[start DATA RECORDS]

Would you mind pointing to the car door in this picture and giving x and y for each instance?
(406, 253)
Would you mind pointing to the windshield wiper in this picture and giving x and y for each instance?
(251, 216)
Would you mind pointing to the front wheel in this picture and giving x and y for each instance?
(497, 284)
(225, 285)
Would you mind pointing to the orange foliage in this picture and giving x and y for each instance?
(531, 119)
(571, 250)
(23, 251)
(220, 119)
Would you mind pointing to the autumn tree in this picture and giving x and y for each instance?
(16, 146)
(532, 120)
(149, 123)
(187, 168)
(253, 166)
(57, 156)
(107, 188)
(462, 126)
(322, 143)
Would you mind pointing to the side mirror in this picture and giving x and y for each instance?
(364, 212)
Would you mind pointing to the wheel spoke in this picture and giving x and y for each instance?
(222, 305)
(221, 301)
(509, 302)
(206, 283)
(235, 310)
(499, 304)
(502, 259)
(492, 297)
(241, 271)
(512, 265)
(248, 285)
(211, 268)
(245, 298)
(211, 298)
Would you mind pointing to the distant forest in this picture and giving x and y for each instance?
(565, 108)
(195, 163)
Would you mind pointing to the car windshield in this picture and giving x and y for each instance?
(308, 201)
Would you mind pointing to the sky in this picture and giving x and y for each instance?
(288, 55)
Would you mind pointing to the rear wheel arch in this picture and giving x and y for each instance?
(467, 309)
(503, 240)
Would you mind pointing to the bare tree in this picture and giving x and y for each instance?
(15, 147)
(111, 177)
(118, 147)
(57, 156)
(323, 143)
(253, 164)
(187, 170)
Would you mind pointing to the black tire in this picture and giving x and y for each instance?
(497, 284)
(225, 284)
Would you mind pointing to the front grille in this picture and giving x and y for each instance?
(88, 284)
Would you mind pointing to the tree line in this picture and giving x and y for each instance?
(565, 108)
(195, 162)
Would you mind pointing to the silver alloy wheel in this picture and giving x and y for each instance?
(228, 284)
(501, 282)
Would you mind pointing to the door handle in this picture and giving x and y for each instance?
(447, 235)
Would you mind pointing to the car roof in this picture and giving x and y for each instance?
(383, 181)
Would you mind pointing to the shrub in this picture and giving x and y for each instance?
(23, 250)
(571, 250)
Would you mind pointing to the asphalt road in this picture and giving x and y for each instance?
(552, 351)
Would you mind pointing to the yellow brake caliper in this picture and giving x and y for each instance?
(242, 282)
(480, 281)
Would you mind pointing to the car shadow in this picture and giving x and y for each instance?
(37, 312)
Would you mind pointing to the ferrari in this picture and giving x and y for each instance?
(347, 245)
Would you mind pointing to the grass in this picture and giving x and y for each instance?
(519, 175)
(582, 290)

[end DATA RECORDS]

■ **WHAT IS ASKED**: Copy the lines of the records above verbatim, starting with the line containing "Would you mind pointing to the shrub" and continuing through the final line of the records, both included.

■ **PROBLEM SOLUTION**:
Would you mind pointing to the shrub in this picture and giving x and y for each instance?
(23, 250)
(571, 250)
Would you mind pointing to the asphalt road in this picture and giving x and y for each instance?
(552, 351)
Would you mind pointing to the yellow brake caliper in this picture and giving x and y for each instance?
(242, 282)
(480, 281)
Would you mind pointing to the car shadow in this picture and giving x and y for each instance?
(37, 312)
Would you mind pointing to the ferrari in this picture and giving x and y for each instance?
(347, 245)
Would you mind pointing to the grass in this picture and giving x and y for each instance?
(519, 175)
(582, 290)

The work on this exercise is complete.